Return every one of the following records line for line, with no changes.
Segment Start: RECORDS TO USE
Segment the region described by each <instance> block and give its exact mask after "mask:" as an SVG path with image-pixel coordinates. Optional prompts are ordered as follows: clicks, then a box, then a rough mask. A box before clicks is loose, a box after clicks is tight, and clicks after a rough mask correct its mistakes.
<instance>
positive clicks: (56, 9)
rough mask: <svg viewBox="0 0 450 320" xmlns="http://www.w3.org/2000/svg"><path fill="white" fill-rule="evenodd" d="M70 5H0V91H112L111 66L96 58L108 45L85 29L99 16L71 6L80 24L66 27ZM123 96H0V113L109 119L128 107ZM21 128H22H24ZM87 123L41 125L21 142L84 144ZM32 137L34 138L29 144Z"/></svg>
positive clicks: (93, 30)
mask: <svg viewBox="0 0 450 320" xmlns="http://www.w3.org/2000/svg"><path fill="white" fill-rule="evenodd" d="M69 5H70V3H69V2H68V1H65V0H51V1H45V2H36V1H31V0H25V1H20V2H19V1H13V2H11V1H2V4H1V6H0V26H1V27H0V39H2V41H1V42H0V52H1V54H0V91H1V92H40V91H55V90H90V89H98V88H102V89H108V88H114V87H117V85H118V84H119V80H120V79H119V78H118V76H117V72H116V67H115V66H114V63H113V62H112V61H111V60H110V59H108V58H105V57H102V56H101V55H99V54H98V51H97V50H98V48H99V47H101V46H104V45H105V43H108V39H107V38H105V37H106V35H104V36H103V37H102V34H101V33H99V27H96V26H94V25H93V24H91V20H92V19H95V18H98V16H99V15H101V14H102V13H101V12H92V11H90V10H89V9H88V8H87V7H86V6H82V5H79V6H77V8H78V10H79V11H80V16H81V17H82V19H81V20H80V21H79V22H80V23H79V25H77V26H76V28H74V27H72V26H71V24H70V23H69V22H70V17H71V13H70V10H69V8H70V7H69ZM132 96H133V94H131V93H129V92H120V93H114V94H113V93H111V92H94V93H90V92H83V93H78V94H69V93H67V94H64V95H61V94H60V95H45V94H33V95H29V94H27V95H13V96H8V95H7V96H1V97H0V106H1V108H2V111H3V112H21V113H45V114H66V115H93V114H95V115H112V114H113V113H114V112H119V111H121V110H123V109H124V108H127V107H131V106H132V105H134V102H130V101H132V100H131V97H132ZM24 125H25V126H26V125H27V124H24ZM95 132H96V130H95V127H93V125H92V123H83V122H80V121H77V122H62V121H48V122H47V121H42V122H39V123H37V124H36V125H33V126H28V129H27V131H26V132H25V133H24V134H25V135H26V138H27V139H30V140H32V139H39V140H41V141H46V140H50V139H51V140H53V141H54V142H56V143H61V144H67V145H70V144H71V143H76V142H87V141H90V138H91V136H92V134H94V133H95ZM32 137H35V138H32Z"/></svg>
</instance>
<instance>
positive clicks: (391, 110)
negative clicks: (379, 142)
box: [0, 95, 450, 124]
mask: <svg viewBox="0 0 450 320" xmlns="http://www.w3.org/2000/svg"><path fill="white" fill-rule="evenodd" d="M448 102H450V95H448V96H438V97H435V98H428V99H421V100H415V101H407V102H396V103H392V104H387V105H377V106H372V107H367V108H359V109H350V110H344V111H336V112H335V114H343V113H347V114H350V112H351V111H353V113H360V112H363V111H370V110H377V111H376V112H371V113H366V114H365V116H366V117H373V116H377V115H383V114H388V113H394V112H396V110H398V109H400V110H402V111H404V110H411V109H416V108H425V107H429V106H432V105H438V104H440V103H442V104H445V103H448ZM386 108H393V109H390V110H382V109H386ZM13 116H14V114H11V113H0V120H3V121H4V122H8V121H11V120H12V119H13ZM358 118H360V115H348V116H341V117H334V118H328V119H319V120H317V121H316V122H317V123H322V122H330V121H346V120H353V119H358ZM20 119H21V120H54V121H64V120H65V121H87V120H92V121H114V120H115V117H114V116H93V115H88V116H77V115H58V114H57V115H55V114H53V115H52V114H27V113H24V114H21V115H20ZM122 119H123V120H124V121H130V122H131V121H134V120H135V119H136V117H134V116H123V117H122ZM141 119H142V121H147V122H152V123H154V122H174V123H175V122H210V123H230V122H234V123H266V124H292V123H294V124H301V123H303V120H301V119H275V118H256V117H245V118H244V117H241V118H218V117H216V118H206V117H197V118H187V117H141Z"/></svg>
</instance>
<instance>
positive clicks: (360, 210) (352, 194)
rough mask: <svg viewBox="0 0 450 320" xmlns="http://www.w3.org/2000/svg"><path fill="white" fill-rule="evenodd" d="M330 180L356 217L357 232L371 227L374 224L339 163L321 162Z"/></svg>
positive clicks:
Segment End: RECORDS TO USE
§ YOUR SOLUTION
Segment the region described by each <instance> block and give its exact mask after "mask:" as an SVG path with image-pixel coordinates. Optional prompts are ordered as follows: clicks, then a box, then a rough mask. A box before clicks is loose, a box after clicks is tight, and clicks after a rough mask correct its mistakes.
<instance>
positive clicks: (56, 9)
rough mask: <svg viewBox="0 0 450 320" xmlns="http://www.w3.org/2000/svg"><path fill="white" fill-rule="evenodd" d="M70 5H0V91H112L111 66L96 58L108 45L85 29L99 16L71 6L80 24L66 27ZM123 96H0V113L109 119L128 107ZM21 128H22H24ZM87 123L41 125L21 142L84 144ZM32 137L34 138L29 144Z"/></svg>
positive clicks: (93, 30)
mask: <svg viewBox="0 0 450 320" xmlns="http://www.w3.org/2000/svg"><path fill="white" fill-rule="evenodd" d="M69 5H70V3H69V2H68V1H65V0H51V1H45V2H36V1H31V0H25V1H20V2H19V1H13V2H11V1H2V4H1V6H0V26H1V27H0V39H2V41H1V42H0V52H1V54H0V91H1V92H40V91H55V90H90V89H98V88H102V89H108V88H114V87H117V85H118V84H119V80H120V79H119V78H118V76H117V72H116V67H115V66H114V63H113V62H112V61H111V60H110V59H108V58H105V57H102V56H101V55H99V54H98V51H97V50H98V48H99V47H101V46H104V45H105V43H108V39H107V38H105V37H106V35H104V36H103V37H102V34H101V33H99V27H96V26H94V25H93V24H91V20H92V19H95V18H98V16H99V15H101V14H102V13H101V12H92V11H90V10H89V9H88V8H87V7H86V6H82V5H79V6H77V8H78V10H79V11H80V16H81V17H82V19H81V20H80V21H79V22H80V23H79V25H77V26H76V28H74V27H72V26H71V24H70V23H69V22H70V17H71V13H70V10H69V8H70V7H69ZM132 96H133V94H131V93H129V92H120V93H114V94H113V93H111V92H94V93H90V92H83V93H78V94H69V93H67V94H64V95H61V94H60V95H45V94H33V95H29V94H27V95H13V96H8V95H7V96H1V97H0V106H1V108H2V111H3V112H21V113H45V114H66V115H93V114H95V115H112V114H113V113H114V112H119V111H121V110H123V109H124V108H127V107H131V106H132V105H134V102H130V101H132V100H131V97H132ZM24 125H25V126H26V125H27V124H24ZM95 132H96V130H95V127H93V125H92V123H83V122H80V121H77V122H62V121H48V122H47V121H42V122H39V123H37V124H36V125H33V126H28V129H27V131H26V132H25V133H24V134H25V135H26V138H27V139H30V140H32V139H39V140H41V141H46V140H50V139H51V140H53V141H54V142H56V143H61V144H67V145H70V144H71V143H76V142H87V141H90V138H91V136H92V134H94V133H95ZM32 137H35V138H32Z"/></svg>
</instance>
<instance>
positive clicks: (391, 110)
negative clicks: (379, 142)
box: [0, 95, 450, 124]
mask: <svg viewBox="0 0 450 320" xmlns="http://www.w3.org/2000/svg"><path fill="white" fill-rule="evenodd" d="M448 102H450V95H448V96H438V97H435V98H428V99H421V100H415V101H407V102H396V103H392V104H387V105H377V106H372V107H367V108H359V109H350V110H344V111H336V112H335V114H343V113H347V114H350V112H351V111H353V113H360V112H363V111H370V110H377V111H376V112H371V113H366V114H365V116H366V117H373V116H377V115H383V114H388V113H394V112H396V110H398V109H400V110H402V111H404V110H411V109H416V108H425V107H429V106H432V105H438V104H440V103H442V104H445V103H448ZM386 108H393V109H390V110H382V109H386ZM13 116H14V114H11V113H0V120H3V121H4V122H8V121H11V120H12V119H13ZM358 118H360V115H348V116H341V117H334V118H328V119H319V120H317V121H316V122H317V123H322V122H330V121H346V120H353V119H358ZM20 119H21V120H54V121H64V120H65V121H87V120H92V121H114V120H115V117H114V116H93V115H88V116H77V115H58V114H57V115H55V114H53V115H52V114H27V113H24V114H21V115H20ZM122 119H123V120H124V121H130V122H131V121H134V120H135V119H136V117H134V116H123V117H122ZM141 119H142V121H147V122H152V123H154V122H174V123H175V122H210V123H230V122H234V123H266V124H292V123H294V124H301V123H303V120H301V119H275V118H256V117H245V118H244V117H241V118H218V117H216V118H206V117H197V118H187V117H141Z"/></svg>
</instance>
<instance>
positive clicks: (360, 210) (352, 194)
rough mask: <svg viewBox="0 0 450 320" xmlns="http://www.w3.org/2000/svg"><path fill="white" fill-rule="evenodd" d="M330 180L356 217L357 232L371 227L374 224L339 163L321 162Z"/></svg>
positive clicks:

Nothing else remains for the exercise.